▶ _What you have to do_
The complete set of records below must be repeated precisely as given.

▶ _Material to process_
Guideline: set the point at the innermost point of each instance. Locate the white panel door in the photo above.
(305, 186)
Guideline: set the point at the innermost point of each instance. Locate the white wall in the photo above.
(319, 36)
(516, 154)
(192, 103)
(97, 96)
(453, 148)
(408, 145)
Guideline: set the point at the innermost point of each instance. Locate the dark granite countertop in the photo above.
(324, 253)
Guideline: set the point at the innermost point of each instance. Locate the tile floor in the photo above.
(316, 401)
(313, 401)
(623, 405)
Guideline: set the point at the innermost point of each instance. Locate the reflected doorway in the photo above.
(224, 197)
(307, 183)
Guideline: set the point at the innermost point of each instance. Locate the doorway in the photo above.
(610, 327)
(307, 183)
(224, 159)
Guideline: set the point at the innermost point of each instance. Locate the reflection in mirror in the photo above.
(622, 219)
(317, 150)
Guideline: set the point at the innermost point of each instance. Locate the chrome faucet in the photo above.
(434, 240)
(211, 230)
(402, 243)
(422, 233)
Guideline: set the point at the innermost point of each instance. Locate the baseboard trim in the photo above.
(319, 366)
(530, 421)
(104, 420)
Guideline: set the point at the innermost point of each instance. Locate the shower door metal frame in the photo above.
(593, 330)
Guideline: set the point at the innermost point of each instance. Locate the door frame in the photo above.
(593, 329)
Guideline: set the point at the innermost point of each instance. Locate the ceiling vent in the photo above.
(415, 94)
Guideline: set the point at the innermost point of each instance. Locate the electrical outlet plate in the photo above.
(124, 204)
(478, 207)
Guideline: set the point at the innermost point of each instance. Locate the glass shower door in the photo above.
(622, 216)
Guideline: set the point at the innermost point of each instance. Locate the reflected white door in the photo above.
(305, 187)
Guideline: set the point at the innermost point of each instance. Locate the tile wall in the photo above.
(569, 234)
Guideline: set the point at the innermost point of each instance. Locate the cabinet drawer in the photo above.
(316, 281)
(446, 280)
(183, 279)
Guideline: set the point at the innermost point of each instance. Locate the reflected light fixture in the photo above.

▶ _Answer for the task_
Guideline: set the point at the innermost point of each instance. Locate the white panel door in the photo above.
(305, 186)
Guideline: set the point at the innermost point of each instance. Locate the white wall in the photo above.
(319, 36)
(516, 154)
(192, 103)
(97, 96)
(453, 148)
(408, 145)
Guideline: set the point at the innermost point of each instance. Locate the dark granite countertop in the photo above.
(324, 253)
Guideline: set the point at the innermost point of each instance. Locate the tile floor in the photo above.
(316, 401)
(313, 401)
(623, 405)
Guideline: set the point at the innermost point of each instance. Locate the reflected doorway in the photo above.
(224, 197)
(307, 183)
Guideline: set the point at the innermost point of each instance. Locate the doorway in the photo above.
(610, 327)
(307, 183)
(224, 159)
Guideline: set the point at the innermost point of each instance. Locate the reflection in mirror in the photo above.
(622, 219)
(317, 150)
Guideline: set the point at the innermost point of each instance. Locate the chrome faucet in the photo above.
(434, 240)
(211, 230)
(402, 243)
(422, 233)
Guideline: set the point at the innermost point of each instance. Locate the baseboard trim in the photo above.
(319, 366)
(530, 421)
(104, 420)
Guideline: set the point at the innermost point of each instance. Locate the shower door metal frame in the photo above.
(593, 330)
Guideline: set the point at the innermost point of each instance. Locate the door frame in the photo above.
(593, 329)
Guideline: set the point at the innermost point of each instance. Locate the ceiling vent in the photo above.
(415, 94)
Guideline: set the point at the innermost point of each instance. Locate the electrical outlet plate in the photo above.
(124, 204)
(478, 207)
Guideline: set the point at the innermost point of each instance. Locate the glass shower door in the photo above.
(622, 216)
Guideline: set the point at the innermost point of each instance. Locate the reflected white door in the photo above.
(305, 187)
Guideline: set the point at the innermost point of each instance. Locate the tile wall in the photo above.
(569, 234)
Guideline: set the point at the innermost point of each instance. Locate the cabinet drawer in the photo above.
(316, 281)
(446, 280)
(183, 279)
Guideline: set the point at the innermost point of each instance. Locate the reflected light fixture in the photo above.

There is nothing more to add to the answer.